## [What the task asks]
Take all the material and copy it exactly.

(Data extracted from a collection)
====================
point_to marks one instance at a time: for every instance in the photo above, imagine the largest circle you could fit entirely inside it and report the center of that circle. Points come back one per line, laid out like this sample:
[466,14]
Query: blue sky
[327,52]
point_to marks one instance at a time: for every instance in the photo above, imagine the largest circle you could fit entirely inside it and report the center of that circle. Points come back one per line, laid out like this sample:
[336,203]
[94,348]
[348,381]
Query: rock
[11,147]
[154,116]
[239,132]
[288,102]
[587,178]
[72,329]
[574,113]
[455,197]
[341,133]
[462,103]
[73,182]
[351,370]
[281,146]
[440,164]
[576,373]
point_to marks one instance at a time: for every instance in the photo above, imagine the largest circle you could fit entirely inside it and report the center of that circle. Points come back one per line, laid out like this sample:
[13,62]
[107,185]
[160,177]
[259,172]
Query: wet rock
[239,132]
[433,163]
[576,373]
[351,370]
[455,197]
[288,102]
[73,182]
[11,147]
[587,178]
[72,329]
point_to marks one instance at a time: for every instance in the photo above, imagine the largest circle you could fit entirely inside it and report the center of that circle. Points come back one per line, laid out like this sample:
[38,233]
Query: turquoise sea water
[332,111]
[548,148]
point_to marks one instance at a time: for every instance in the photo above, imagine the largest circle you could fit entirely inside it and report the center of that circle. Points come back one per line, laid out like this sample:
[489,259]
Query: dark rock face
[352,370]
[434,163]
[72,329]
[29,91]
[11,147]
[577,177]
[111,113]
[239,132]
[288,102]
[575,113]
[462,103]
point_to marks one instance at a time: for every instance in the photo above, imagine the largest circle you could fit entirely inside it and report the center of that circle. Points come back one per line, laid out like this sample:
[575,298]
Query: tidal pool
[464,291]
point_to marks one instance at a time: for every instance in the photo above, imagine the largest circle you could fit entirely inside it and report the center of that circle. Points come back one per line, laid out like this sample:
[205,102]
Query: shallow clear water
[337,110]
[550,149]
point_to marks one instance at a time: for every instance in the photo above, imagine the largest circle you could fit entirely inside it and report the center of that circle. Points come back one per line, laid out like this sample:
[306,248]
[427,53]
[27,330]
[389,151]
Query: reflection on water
====================
## [The solution]
point_to marks one instance at a time: for every instance in the photo above, imagine the largest circle you could fit entirely inside it and report the center of that circle. Points come back one per line, laid out like this sample:
[466,14]
Query: blue sky
[327,52]
point_to marks one instance at a time: for every instance in the photo above, imagine the largest circle you could fit entirely inside it and report the center of that circle. Points come back one per line, laid out like this sample:
[336,203]
[94,348]
[348,381]
Query: rock
[11,147]
[154,116]
[239,132]
[288,102]
[587,178]
[72,329]
[574,113]
[455,197]
[341,133]
[462,103]
[73,182]
[351,370]
[281,146]
[440,164]
[576,373]
point_to marks one instance at a time: for every instance in the photo above, imagine the largest circle you could fit entirely inside it and report the center of that circle. Points come back one per line, laid out like this sample:
[13,62]
[107,185]
[160,177]
[259,172]
Query: wet rock
[239,132]
[433,163]
[576,373]
[351,370]
[455,197]
[288,102]
[73,182]
[11,147]
[587,178]
[72,329]
point_to marks one instance at a time: for every instance in the photo above, imagine the largest circle you could fit entirely inside it and report the center of that circle. Points come back one per line, laid out like this sample:
[38,233]
Query: turquoise sea water
[332,111]
[548,148]
point_to marks one instance at a time: for every instance in the photo above, imagine the largest circle you could fit entirely inside it and report the center of that circle. Points come back one per line, laid out like this sample:
[489,259]
Query: dark rock face
[352,370]
[434,163]
[72,329]
[29,91]
[11,147]
[577,177]
[111,113]
[239,132]
[288,102]
[575,113]
[462,103]
point_to marks one instance at a time: for every instance in the photo above, imagine the largest circle you could fit entirely inside it and report the center of that circle. Points come back one per line, laid out like this sample:
[575,298]
Query: tidal pool
[464,291]
point_to marks one instance at a time: for every instance in the photo above, imagine the largest circle you could fit entirely inside it and report the center of that circle. Points come back one per line, laid out like this sample:
[205,102]
Query: shallow clear water
[337,110]
[550,149]
point_to marks one instance at a time: for every instance in the photo above, imagine the largest circle you could fit entirely inside it and report the center of that circle. Points come back one per line, laid out like this sample:
[306,248]
[427,53]
[27,330]
[389,151]
Query: reflection on water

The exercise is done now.